PROVIDED PASSAGE
* BEGIN *

II. A Digital Library of Field Research

 

The second element of an infrastructure is the construction of a "digital library" as a central archive and organizer of the process of field research. As with the other components in this proposal, we have already begun work on building a modest version of what we propose. We candidly admit we don't really know yet what a "digital library of field research" will finally look like. But we have the right people with the right methodological and technological skills, and the right physical location (Chicago). Most importantly, we know the three central questions which need to be solved:

 

1. How can qualitative datasets be archived and made useful and accesible on the web?

 

To answer this question we need to a. compile a sufficient quantity of important qualitative data sets; and b. create an electronic interface through which researchers can use and compare these data sets.

a. Compiling Qualitative Data Sets. The University of Illinois-Chicago currently has the rights to the entire "Chicago School" textual and photographic archives. These are the founding texts of U.S. field research. The PI for this proposal is co-PI on a National Endowment for the Humanities proposal to further explore these vast data sets through a history of Hull House, which is physically located on UIC's campus. The great Chicago School works, like Zorbaugh's The Gold Coast and the Slum (1929), have been digitized and are awaiting use by hyper-text minded scholars. More importantly, unpublished manuscripts are being scanned and digitized, including interview transcripts and other contextual material. This is an unparalleled opportunity for social science.

The seminars run by the Clark Center described above will result in a steady stream of the top field researchers in the country coming through UIC. One topic of conversation will be how to mine the field notes, transcripts, and contextual material of current research. We expect these discussions to lead to the inclusion in the digital archive of major contemporary data sets. We note, however, that confidentiality is a serious issue. A researcher will make a data set available only if it is either in the public domain already, or if s/he sees advantages in how the data set can be analyzed. This leads us to how qualitative data sets can be more easily analyzed.

* END *

LISTED ENTRIES

* BEGIN *

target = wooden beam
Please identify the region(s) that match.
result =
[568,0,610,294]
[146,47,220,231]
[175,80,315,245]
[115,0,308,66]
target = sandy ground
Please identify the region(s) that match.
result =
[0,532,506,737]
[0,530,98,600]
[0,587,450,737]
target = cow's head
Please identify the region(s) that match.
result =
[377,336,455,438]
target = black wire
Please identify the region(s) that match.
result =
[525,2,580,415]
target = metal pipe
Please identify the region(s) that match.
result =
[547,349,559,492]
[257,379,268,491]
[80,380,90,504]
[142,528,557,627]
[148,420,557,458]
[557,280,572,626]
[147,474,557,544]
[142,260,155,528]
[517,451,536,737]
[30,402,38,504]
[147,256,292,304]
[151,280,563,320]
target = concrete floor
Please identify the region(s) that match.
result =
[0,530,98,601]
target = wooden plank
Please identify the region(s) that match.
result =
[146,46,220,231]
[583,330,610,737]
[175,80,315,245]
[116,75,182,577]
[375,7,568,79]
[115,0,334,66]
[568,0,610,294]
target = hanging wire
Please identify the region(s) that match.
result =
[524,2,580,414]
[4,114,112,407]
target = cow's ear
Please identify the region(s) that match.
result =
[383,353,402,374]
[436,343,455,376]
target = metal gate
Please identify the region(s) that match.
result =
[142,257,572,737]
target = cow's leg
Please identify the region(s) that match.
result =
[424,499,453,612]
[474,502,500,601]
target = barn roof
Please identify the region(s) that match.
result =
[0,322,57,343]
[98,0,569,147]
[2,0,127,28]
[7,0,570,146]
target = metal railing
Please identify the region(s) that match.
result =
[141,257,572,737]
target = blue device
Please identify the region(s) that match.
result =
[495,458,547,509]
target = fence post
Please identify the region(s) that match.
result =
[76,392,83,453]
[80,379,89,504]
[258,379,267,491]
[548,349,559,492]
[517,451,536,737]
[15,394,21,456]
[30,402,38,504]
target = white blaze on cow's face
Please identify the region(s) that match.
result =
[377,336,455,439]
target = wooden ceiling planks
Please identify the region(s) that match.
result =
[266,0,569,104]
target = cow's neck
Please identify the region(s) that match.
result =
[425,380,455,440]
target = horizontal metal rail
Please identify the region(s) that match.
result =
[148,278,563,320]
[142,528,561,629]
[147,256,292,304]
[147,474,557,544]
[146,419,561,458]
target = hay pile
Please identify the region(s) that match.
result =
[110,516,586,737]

* END *
* BEGIN *

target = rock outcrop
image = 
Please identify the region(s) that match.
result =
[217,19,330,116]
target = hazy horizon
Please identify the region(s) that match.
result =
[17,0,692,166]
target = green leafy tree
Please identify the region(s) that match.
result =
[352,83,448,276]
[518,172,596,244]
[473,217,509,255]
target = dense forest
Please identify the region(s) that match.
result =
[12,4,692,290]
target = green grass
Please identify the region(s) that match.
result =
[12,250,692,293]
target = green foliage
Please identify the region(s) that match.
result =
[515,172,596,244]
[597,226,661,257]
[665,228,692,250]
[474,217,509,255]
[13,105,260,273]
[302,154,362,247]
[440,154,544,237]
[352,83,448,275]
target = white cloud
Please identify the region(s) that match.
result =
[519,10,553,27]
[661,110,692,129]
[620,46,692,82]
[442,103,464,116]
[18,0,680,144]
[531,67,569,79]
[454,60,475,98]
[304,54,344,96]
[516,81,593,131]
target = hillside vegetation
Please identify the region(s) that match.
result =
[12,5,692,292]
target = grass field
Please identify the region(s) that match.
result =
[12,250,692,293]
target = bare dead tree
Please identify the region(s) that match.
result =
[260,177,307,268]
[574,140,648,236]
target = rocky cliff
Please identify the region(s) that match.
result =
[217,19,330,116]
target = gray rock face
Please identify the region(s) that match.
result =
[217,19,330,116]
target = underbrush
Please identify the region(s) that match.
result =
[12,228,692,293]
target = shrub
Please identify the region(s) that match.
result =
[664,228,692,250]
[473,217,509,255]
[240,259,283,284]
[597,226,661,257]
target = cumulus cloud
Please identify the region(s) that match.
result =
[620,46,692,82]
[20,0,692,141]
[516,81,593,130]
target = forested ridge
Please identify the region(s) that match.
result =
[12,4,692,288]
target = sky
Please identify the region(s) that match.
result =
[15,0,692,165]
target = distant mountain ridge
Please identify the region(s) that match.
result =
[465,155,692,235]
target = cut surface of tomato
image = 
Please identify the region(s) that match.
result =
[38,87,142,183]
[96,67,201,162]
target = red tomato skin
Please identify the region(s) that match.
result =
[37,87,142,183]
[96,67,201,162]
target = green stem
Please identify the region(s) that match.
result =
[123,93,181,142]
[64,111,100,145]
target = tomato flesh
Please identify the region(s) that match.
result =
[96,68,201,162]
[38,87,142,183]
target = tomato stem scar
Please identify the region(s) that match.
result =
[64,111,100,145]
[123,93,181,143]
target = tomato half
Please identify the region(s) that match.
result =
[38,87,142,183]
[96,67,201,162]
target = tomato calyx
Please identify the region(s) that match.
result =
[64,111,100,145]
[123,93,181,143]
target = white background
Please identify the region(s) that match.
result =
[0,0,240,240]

* END *
* BEGIN *

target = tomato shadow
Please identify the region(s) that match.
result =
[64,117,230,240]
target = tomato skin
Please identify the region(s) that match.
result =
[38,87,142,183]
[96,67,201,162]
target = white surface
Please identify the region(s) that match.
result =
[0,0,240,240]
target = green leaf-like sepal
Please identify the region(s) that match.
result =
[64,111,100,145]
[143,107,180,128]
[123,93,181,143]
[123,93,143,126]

* END *

YOUR TASKS
• 1. Rewrite the paragraph beginning "The seminars run by the Clark Center" from the passage on the digital library more briefly, keeping its main facts.
• 2. Please transcribe the stretch from "To answer this" through "these data sets." in the passage on the digital library.

THE SOLUTIONS
• 1. The Clark Center seminars will bring a steady stream of the country's top field researchers through UIC. Their talks on mining field notes, transcripts and contextual material from current research are expected to add major contemporary data sets to the digital archive. Confidentiality is a serious issue, though: a researcher will share a data set only if it is already in the public domain or if they see advantages in how it can be analyzed. This raises the question of how qualitative data sets can be analyzed more easily.

• 2.
To answer this question we need to a. compile a sufficient quantity of important qualitative data sets; and b. create an electronic interface through which researchers can use and compare these data sets.